• What is expected:
Set down exactly the lines that run from the line with "Wildlife-tally tagging: find every instance of the white sign" to the end of the data, and nothing else.

Location identification entries
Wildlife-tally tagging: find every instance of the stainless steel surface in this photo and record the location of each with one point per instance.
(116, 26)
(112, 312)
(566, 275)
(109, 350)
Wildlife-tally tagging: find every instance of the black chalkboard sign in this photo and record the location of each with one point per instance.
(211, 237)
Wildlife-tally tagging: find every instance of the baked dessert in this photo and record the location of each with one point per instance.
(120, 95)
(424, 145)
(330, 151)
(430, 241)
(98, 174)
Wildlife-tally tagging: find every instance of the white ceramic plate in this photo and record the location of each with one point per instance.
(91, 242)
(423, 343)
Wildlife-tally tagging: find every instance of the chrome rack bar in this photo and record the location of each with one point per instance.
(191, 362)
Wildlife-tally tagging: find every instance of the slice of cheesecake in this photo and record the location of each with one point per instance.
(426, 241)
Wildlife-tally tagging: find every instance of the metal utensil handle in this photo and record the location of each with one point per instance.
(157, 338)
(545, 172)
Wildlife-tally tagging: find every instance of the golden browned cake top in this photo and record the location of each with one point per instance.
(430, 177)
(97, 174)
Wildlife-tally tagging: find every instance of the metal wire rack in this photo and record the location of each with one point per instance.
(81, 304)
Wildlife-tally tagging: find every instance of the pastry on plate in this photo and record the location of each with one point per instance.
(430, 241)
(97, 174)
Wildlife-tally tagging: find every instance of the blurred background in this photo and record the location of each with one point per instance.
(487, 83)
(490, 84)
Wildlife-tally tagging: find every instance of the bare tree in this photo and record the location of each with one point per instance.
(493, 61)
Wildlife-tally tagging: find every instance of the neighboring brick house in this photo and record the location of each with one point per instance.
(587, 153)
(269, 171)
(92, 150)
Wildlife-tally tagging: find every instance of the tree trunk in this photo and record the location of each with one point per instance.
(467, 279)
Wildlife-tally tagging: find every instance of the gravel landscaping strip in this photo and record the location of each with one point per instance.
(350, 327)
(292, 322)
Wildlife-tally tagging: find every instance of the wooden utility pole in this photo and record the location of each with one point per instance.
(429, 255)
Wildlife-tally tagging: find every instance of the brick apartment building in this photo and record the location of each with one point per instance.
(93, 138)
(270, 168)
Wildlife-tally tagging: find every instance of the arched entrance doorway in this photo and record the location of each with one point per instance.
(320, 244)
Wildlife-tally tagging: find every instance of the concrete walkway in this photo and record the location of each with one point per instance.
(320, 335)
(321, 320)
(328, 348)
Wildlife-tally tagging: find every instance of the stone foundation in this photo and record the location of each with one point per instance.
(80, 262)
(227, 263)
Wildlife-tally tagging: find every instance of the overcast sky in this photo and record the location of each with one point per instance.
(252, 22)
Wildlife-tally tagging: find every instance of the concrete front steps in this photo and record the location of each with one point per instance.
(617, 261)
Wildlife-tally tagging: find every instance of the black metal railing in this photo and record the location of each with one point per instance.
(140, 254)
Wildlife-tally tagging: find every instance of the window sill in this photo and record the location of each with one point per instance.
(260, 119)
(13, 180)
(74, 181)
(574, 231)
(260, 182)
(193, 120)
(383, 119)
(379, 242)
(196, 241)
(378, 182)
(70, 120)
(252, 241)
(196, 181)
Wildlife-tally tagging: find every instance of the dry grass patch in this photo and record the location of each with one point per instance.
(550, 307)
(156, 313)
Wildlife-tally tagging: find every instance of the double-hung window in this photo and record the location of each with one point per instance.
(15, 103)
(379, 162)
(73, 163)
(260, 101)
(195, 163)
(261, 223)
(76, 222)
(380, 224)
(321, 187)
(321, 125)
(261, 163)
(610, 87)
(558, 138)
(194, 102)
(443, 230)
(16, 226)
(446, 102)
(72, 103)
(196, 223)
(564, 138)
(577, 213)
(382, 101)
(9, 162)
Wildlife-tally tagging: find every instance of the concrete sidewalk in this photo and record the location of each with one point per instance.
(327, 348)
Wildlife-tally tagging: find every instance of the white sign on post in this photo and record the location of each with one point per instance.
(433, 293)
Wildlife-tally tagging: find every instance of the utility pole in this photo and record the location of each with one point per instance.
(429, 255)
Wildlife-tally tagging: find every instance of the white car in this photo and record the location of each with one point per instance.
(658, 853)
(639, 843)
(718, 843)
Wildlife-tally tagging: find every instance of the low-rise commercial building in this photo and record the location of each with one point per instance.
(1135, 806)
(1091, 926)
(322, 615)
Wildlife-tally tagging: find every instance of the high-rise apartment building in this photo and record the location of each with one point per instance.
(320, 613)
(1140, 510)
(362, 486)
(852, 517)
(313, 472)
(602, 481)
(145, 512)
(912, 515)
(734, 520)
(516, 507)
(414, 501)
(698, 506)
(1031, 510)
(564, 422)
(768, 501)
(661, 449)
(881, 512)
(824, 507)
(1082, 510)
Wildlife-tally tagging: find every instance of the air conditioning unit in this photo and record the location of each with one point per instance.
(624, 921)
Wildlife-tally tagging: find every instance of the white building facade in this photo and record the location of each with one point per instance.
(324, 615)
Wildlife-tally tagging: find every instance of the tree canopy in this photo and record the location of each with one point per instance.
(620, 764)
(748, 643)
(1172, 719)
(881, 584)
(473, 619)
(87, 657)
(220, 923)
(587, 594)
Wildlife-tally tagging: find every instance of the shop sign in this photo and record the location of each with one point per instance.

• Reply to the task:
Wildlife-tally tagging: find every instance of the white sign on post in this photo and record the location of each with one point per instance.
(433, 293)
Wildlife-tally tagging: find every instance of the utility pole in this photo and record the location of each with one point per instance.
(429, 255)
Wildlife-tally tagging: find every instance of the white car in this photo and record the location of each with one point per instance.
(658, 853)
(639, 843)
(718, 843)
Wildlife-tally tagging: find every instance of the low-rise commercial building in this photo and record the location of each with one point per instance.
(1135, 806)
(1091, 926)
(322, 615)
Wildlife-tally tagging: find every instance of the high-rise apartment building in this photo and record the location of each with one point per instance.
(320, 613)
(1140, 510)
(362, 486)
(852, 517)
(313, 472)
(602, 481)
(145, 512)
(912, 515)
(734, 520)
(516, 507)
(414, 501)
(698, 506)
(1031, 510)
(564, 422)
(768, 501)
(661, 449)
(881, 512)
(824, 507)
(1082, 510)
Wildlife-tally tagging: find every instance of the air conditioning unit in this photo and record the location of each with one point per instance.
(624, 921)
Wildlife-tally tagging: find every instance of the white building facade in this photo and record the location of each with one point per instance.
(324, 615)
Wildlife-tally tagging: find every instance of the tree canopy in this photo and record the location of each with one point per instance.
(620, 764)
(748, 643)
(1172, 719)
(881, 584)
(473, 619)
(87, 657)
(220, 923)
(587, 594)
Wildlife-tally tagging: find every instance of the shop sign in this photo and record the location of each with one point per instance.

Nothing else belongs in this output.